● **記述課題 A**: 下の記録のうち、「field」という文字列を含む行の数を数え、その数だけを答えてください。

● **読解用抜粋**:

■ ■ ■ ■ ■ ■ ■

総工費の膨らみから大批判を浴びた末に、白紙撤回となった新国立競技場の建設案。現在“出直しコンペ”が行われているが、「前回勝者のザハ・ハディド氏が辞退したことで、国内二大建築家による事実上の一騎討ちになる見込みだ」(設計事務所関係者)という。
そのうちの1人が、隈研吾氏である(もう1人は伊東豊雄氏)。ここでは、隈氏のデザインの特徴について見てみよう。
隈氏はスコットランドに建築される予定の美術館「ヴィクトリア&アルバート博物館」の新館のコンペにも勝利した。地元産のやわらかな質感をもつ木材で覆われるという。
隈氏にはさまざまな意匠の作品があるが、比較的規模が大きく、また素材の質感を生かしながらそれを複雑に構築して、見たこともなかった外観に仕上げる近年の作品の傾向から、新国立競技場のデザイン案を予想するのに一番よい手掛りになる。
1954年生まれの隈氏は、東京大学工学部建築学科の出身で同大学院修士課程を修了。その後コロンビア大学で研究員として学び、1987年独立、現在は東大で教授も務める。今年9月22日にはフランス・パリの新駅のコンペを制するなど、国際的な評価も高まっている。

■ ■ ■ ■ ■ ■ ■

● **記述課題 B**: 隈研吾氏についての上の文章から、「総工費の膨らみから大批判を浴」から「をもつ木材で覆われるという。」までをすべて、一字も変えずに書き出してください。

● **元データ**:

■ ■ ■ ■ ■ ■ ■

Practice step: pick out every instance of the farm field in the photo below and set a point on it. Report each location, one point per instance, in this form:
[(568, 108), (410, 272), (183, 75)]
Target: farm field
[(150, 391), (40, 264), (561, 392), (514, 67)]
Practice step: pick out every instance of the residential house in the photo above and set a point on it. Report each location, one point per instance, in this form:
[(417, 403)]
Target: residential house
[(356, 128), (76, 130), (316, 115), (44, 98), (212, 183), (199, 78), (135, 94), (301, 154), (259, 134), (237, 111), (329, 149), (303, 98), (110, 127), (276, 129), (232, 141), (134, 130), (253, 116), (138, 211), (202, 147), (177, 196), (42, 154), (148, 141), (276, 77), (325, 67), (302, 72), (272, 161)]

■ ■ ■ ■ ■ ■ ■

● **記述解答 A**: 2

● **記述解答 B**:
総工費の膨らみから大批判を浴びた末に、白紙撤回となった新国立競技場の建設案。現在“出直しコンペ”が行われているが、「前回勝者のザハ・ハディド氏が辞退したことで、国内二大建築家による事実上の一騎討ちになる見込みだ」(設計事務所関係者)という。
そのうちの1人が、隈研吾氏である(もう1人は伊東豊雄氏)。ここでは、隈氏のデザインの特徴について見てみよう。
隈氏はスコットランドに建築される予定の美術館「ヴィクトリア&アルバート博物館」の新館のコンペにも勝利した。地元産のやわらかな質感をもつ木材で覆われるという。